Locate the line that contains "the purple wristband". Reproduce it and all following lines up to the end of the material, exactly and with nothing added.

Data items
···
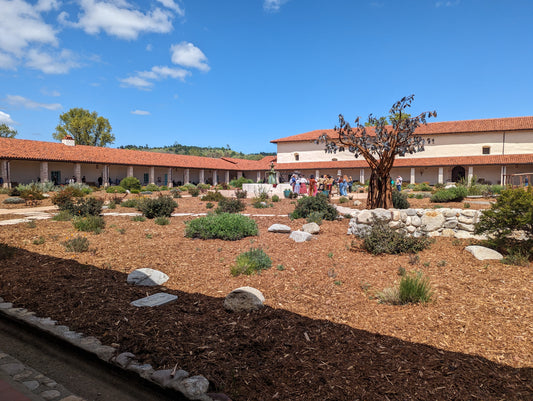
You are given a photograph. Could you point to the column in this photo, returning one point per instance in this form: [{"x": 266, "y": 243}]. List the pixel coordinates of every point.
[
  {"x": 186, "y": 175},
  {"x": 169, "y": 178},
  {"x": 503, "y": 173},
  {"x": 43, "y": 171},
  {"x": 77, "y": 172},
  {"x": 201, "y": 178}
]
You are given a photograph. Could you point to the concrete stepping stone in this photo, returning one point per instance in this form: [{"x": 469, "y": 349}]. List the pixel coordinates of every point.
[
  {"x": 147, "y": 277},
  {"x": 161, "y": 298}
]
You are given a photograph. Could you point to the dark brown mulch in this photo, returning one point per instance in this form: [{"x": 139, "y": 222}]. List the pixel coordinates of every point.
[{"x": 265, "y": 355}]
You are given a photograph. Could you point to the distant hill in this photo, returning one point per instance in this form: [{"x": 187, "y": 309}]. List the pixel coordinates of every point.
[{"x": 200, "y": 151}]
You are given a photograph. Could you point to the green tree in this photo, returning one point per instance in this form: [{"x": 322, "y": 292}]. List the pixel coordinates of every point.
[
  {"x": 87, "y": 128},
  {"x": 7, "y": 132}
]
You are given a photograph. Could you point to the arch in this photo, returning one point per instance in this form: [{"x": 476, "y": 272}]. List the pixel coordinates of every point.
[{"x": 458, "y": 173}]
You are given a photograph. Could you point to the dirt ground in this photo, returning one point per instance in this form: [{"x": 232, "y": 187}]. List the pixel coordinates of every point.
[{"x": 322, "y": 334}]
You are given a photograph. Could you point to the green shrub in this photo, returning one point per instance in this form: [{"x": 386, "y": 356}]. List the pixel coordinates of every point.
[
  {"x": 512, "y": 212},
  {"x": 237, "y": 183},
  {"x": 130, "y": 203},
  {"x": 454, "y": 194},
  {"x": 6, "y": 251},
  {"x": 162, "y": 221},
  {"x": 78, "y": 244},
  {"x": 230, "y": 205},
  {"x": 315, "y": 217},
  {"x": 162, "y": 206},
  {"x": 93, "y": 224},
  {"x": 309, "y": 204},
  {"x": 115, "y": 189},
  {"x": 251, "y": 262},
  {"x": 383, "y": 239},
  {"x": 226, "y": 226},
  {"x": 213, "y": 196},
  {"x": 13, "y": 200},
  {"x": 130, "y": 183},
  {"x": 399, "y": 200}
]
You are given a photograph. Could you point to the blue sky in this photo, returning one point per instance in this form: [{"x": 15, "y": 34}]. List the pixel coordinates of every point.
[{"x": 244, "y": 72}]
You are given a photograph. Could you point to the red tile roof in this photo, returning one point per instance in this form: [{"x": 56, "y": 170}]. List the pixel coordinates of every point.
[
  {"x": 22, "y": 149},
  {"x": 445, "y": 127},
  {"x": 414, "y": 162}
]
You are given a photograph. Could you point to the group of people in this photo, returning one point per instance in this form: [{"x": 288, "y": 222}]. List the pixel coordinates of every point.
[{"x": 301, "y": 185}]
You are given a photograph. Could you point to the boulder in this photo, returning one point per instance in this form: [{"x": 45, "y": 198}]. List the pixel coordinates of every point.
[
  {"x": 311, "y": 228},
  {"x": 279, "y": 228},
  {"x": 300, "y": 236},
  {"x": 483, "y": 253},
  {"x": 147, "y": 277},
  {"x": 244, "y": 299}
]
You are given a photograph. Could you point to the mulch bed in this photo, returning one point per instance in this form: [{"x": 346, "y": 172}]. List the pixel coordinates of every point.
[{"x": 322, "y": 334}]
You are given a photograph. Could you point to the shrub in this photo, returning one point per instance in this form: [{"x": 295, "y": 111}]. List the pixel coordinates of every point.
[
  {"x": 251, "y": 262},
  {"x": 226, "y": 226},
  {"x": 309, "y": 204},
  {"x": 130, "y": 183},
  {"x": 89, "y": 224},
  {"x": 162, "y": 221},
  {"x": 115, "y": 189},
  {"x": 383, "y": 239},
  {"x": 399, "y": 200},
  {"x": 240, "y": 194},
  {"x": 315, "y": 217},
  {"x": 213, "y": 196},
  {"x": 13, "y": 200},
  {"x": 237, "y": 183},
  {"x": 454, "y": 194},
  {"x": 512, "y": 212},
  {"x": 230, "y": 205},
  {"x": 162, "y": 206},
  {"x": 78, "y": 244}
]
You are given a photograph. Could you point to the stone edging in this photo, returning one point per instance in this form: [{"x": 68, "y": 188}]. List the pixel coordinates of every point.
[{"x": 192, "y": 387}]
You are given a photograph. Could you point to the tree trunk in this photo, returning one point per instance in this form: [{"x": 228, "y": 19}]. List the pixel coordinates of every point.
[{"x": 379, "y": 191}]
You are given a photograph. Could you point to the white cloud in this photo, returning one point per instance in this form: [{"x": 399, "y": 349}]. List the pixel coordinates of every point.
[
  {"x": 273, "y": 5},
  {"x": 16, "y": 100},
  {"x": 188, "y": 55},
  {"x": 59, "y": 63},
  {"x": 144, "y": 79},
  {"x": 5, "y": 118},
  {"x": 119, "y": 18},
  {"x": 140, "y": 112}
]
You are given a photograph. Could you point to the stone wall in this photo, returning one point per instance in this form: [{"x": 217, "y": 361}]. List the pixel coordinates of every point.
[{"x": 458, "y": 223}]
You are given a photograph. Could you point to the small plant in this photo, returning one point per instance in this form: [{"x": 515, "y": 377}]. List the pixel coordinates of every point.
[
  {"x": 39, "y": 241},
  {"x": 251, "y": 262},
  {"x": 162, "y": 221},
  {"x": 226, "y": 226},
  {"x": 93, "y": 224},
  {"x": 229, "y": 205},
  {"x": 77, "y": 244},
  {"x": 162, "y": 206}
]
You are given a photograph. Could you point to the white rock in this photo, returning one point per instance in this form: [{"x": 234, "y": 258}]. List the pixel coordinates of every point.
[
  {"x": 147, "y": 277},
  {"x": 244, "y": 299},
  {"x": 483, "y": 253}
]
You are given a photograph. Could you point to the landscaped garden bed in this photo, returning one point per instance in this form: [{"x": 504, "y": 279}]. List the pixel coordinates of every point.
[{"x": 322, "y": 335}]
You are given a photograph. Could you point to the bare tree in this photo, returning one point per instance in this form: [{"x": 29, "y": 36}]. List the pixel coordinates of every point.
[{"x": 379, "y": 144}]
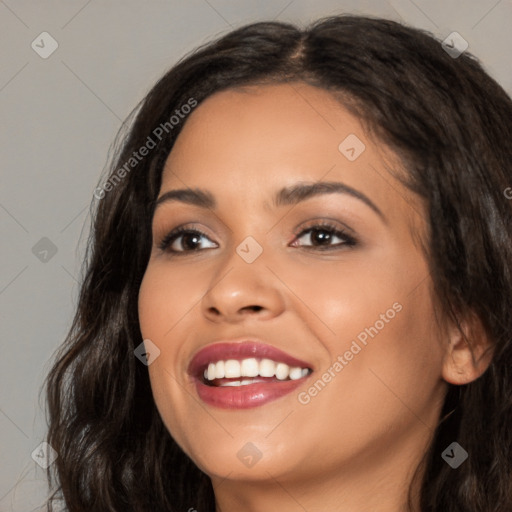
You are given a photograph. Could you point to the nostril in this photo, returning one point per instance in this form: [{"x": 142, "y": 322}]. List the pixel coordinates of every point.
[{"x": 255, "y": 308}]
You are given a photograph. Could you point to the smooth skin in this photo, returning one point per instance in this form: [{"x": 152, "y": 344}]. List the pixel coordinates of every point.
[{"x": 354, "y": 446}]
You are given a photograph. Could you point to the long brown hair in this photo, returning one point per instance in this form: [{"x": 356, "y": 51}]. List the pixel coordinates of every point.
[{"x": 449, "y": 122}]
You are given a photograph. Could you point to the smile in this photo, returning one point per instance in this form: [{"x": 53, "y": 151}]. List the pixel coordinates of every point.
[{"x": 244, "y": 375}]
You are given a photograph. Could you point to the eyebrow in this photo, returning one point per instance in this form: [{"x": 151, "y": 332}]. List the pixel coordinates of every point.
[{"x": 286, "y": 196}]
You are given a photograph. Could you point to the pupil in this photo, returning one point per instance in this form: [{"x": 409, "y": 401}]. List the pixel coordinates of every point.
[
  {"x": 194, "y": 237},
  {"x": 320, "y": 237}
]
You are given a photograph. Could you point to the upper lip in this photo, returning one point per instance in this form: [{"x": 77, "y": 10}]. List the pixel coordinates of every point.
[{"x": 243, "y": 348}]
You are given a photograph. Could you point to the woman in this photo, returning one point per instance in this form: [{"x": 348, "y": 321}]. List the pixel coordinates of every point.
[{"x": 298, "y": 290}]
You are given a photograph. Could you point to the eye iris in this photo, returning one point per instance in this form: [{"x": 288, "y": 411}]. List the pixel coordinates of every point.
[
  {"x": 190, "y": 236},
  {"x": 322, "y": 235}
]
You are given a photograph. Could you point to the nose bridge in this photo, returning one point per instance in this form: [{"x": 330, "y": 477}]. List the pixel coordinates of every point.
[{"x": 243, "y": 283}]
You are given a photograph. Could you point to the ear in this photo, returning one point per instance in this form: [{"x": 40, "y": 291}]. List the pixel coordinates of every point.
[{"x": 469, "y": 352}]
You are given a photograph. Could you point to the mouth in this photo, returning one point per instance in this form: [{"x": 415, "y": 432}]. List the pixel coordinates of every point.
[{"x": 246, "y": 374}]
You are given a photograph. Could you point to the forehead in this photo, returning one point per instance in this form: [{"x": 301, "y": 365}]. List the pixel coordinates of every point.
[{"x": 239, "y": 143}]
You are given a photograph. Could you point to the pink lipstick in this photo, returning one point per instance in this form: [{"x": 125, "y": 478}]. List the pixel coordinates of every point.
[{"x": 241, "y": 375}]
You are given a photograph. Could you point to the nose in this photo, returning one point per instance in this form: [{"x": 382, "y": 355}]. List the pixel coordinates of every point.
[{"x": 241, "y": 290}]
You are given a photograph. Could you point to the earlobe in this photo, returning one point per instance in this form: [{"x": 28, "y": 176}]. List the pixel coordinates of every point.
[{"x": 468, "y": 353}]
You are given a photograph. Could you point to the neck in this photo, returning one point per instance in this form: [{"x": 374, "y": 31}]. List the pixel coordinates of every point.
[{"x": 378, "y": 480}]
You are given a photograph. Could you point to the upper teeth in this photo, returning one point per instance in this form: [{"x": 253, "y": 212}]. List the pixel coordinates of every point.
[{"x": 252, "y": 368}]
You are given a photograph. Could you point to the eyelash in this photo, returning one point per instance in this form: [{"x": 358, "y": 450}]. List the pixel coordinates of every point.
[{"x": 349, "y": 240}]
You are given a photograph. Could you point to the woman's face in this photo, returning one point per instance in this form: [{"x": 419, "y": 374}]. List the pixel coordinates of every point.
[{"x": 350, "y": 301}]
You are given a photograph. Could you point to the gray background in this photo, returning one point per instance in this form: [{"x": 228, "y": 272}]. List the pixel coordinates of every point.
[{"x": 59, "y": 118}]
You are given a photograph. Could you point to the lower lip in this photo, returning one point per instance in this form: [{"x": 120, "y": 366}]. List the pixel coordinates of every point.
[{"x": 245, "y": 397}]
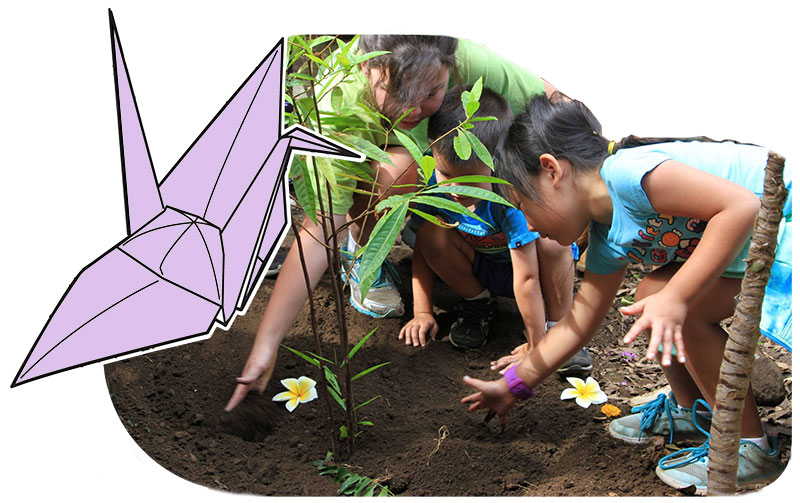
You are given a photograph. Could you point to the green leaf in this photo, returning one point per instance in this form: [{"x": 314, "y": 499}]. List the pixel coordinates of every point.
[
  {"x": 473, "y": 179},
  {"x": 337, "y": 98},
  {"x": 392, "y": 201},
  {"x": 466, "y": 97},
  {"x": 319, "y": 40},
  {"x": 410, "y": 145},
  {"x": 428, "y": 165},
  {"x": 310, "y": 360},
  {"x": 365, "y": 481},
  {"x": 350, "y": 482},
  {"x": 342, "y": 472},
  {"x": 379, "y": 244},
  {"x": 468, "y": 191},
  {"x": 471, "y": 108},
  {"x": 483, "y": 118},
  {"x": 365, "y": 372},
  {"x": 337, "y": 398},
  {"x": 480, "y": 149},
  {"x": 361, "y": 343},
  {"x": 446, "y": 204},
  {"x": 477, "y": 89},
  {"x": 369, "y": 149},
  {"x": 462, "y": 146},
  {"x": 367, "y": 402},
  {"x": 430, "y": 218},
  {"x": 369, "y": 55}
]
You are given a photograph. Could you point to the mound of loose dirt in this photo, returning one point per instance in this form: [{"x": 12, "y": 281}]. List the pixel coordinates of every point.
[{"x": 171, "y": 402}]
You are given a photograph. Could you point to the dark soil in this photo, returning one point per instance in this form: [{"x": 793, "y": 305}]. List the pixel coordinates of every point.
[{"x": 171, "y": 402}]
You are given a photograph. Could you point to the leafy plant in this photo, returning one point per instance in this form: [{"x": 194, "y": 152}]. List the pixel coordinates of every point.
[
  {"x": 318, "y": 67},
  {"x": 350, "y": 484},
  {"x": 333, "y": 383}
]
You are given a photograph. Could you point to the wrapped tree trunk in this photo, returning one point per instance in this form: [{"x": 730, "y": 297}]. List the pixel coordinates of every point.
[{"x": 737, "y": 362}]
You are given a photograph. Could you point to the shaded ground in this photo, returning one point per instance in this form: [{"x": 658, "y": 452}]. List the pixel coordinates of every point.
[{"x": 171, "y": 401}]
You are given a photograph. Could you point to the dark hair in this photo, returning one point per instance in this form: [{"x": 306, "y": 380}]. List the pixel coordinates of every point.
[
  {"x": 566, "y": 129},
  {"x": 452, "y": 113},
  {"x": 412, "y": 64}
]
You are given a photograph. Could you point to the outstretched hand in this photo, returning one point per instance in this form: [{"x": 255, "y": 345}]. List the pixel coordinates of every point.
[
  {"x": 492, "y": 395},
  {"x": 517, "y": 355},
  {"x": 255, "y": 376},
  {"x": 664, "y": 316},
  {"x": 417, "y": 328}
]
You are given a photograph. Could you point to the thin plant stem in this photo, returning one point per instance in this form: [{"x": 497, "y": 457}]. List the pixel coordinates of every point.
[{"x": 315, "y": 332}]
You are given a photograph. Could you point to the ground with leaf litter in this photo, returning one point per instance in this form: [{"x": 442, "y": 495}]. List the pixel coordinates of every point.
[{"x": 423, "y": 442}]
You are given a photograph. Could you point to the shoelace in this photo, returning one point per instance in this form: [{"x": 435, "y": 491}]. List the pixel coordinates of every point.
[
  {"x": 474, "y": 311},
  {"x": 692, "y": 454},
  {"x": 652, "y": 410}
]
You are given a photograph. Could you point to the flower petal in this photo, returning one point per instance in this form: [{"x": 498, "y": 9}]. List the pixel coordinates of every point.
[
  {"x": 292, "y": 404},
  {"x": 304, "y": 384},
  {"x": 599, "y": 397},
  {"x": 576, "y": 382},
  {"x": 592, "y": 385},
  {"x": 291, "y": 384},
  {"x": 309, "y": 395},
  {"x": 569, "y": 393},
  {"x": 285, "y": 395}
]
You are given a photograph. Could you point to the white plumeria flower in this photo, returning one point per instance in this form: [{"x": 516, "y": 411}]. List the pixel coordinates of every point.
[
  {"x": 301, "y": 390},
  {"x": 584, "y": 393}
]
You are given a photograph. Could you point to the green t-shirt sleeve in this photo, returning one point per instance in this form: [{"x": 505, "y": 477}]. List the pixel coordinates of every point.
[{"x": 514, "y": 83}]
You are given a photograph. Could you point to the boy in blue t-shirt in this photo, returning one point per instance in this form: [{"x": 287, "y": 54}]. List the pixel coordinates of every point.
[{"x": 480, "y": 260}]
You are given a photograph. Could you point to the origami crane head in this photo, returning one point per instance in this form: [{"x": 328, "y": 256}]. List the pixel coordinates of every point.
[{"x": 197, "y": 243}]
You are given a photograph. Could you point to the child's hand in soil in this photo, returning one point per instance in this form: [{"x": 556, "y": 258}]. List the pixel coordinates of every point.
[
  {"x": 255, "y": 376},
  {"x": 492, "y": 395},
  {"x": 664, "y": 316},
  {"x": 414, "y": 331},
  {"x": 517, "y": 355}
]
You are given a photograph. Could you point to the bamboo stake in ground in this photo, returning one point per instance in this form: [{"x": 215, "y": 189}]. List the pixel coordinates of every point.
[{"x": 737, "y": 362}]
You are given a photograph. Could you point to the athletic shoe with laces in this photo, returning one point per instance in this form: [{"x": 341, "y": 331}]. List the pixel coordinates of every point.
[
  {"x": 471, "y": 328},
  {"x": 580, "y": 365},
  {"x": 660, "y": 416},
  {"x": 383, "y": 300},
  {"x": 688, "y": 468}
]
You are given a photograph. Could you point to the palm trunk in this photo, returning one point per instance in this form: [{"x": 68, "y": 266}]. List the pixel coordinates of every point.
[{"x": 737, "y": 362}]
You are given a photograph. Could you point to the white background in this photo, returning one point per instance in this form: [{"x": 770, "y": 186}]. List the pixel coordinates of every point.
[{"x": 721, "y": 69}]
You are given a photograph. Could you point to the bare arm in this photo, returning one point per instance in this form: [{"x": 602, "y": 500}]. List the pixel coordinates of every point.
[
  {"x": 588, "y": 310},
  {"x": 528, "y": 291},
  {"x": 288, "y": 298},
  {"x": 730, "y": 211},
  {"x": 423, "y": 323}
]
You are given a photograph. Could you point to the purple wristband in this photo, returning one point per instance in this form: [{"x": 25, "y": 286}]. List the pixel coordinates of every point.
[{"x": 516, "y": 385}]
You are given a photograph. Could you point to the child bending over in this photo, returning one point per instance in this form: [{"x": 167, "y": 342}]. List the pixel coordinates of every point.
[
  {"x": 478, "y": 260},
  {"x": 563, "y": 178}
]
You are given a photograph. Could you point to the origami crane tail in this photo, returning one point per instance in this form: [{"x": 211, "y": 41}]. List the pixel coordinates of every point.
[
  {"x": 115, "y": 306},
  {"x": 142, "y": 197},
  {"x": 307, "y": 141}
]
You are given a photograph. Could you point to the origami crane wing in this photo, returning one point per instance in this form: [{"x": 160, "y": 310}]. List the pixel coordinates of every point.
[{"x": 198, "y": 243}]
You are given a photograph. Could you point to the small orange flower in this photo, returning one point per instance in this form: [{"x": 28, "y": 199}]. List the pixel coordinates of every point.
[{"x": 610, "y": 410}]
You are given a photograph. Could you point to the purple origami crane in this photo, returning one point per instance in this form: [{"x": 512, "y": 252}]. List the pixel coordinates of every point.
[{"x": 197, "y": 244}]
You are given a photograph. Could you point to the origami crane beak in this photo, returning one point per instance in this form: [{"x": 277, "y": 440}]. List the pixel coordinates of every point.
[{"x": 304, "y": 140}]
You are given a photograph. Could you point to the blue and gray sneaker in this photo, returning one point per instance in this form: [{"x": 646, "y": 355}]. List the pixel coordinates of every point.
[
  {"x": 688, "y": 468},
  {"x": 383, "y": 300},
  {"x": 661, "y": 416}
]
···
= TASK RESPONSE =
You are given a photograph. Could you point to the purple wristband in this photo, returning one point per instance in this form: [{"x": 25, "y": 286}]. List the pixel coordinates of every point.
[{"x": 516, "y": 385}]
You are given a photograph. Could you point to the child bending over in this photo, returning one point per instance in this form: [{"x": 167, "y": 342}]. List the pixel coordinates of every point.
[
  {"x": 478, "y": 260},
  {"x": 563, "y": 178}
]
You are given a photograph. Could you point to the origami crane tail in this photo, returning one point per instance in this form: [{"x": 211, "y": 41}]. List the pixel coordinates of every point.
[
  {"x": 115, "y": 306},
  {"x": 142, "y": 197},
  {"x": 307, "y": 141}
]
You are given a photograph. Could you point to the origami crane wing in this photo, returning one point per instance in this form: [{"x": 160, "y": 310}]. List the pixel coordinates of every point.
[{"x": 198, "y": 243}]
You are given a photograph. Could you point to the small orange flower in this photo, returning one point per instance in this form: [{"x": 28, "y": 199}]. List the pixel coordinates of every point.
[{"x": 610, "y": 410}]
You are given a photograph. Could you point to the purple origami crane in this photo, returning one point per instance in this form: [{"x": 512, "y": 252}]. List the pixel coordinates of every point.
[{"x": 197, "y": 244}]
You are given a photograph. Could you point to the origami crane beak in this photo, returning one point per instance in this form: [{"x": 277, "y": 440}]. List the pixel coordinates of every point.
[{"x": 304, "y": 140}]
You are given a photograph. Could you point to the blue and gray sneaker in this photo, returning one point per instance in this form: [{"x": 646, "y": 355}]. List the pixel coordinates of every point.
[
  {"x": 688, "y": 468},
  {"x": 383, "y": 300},
  {"x": 661, "y": 416}
]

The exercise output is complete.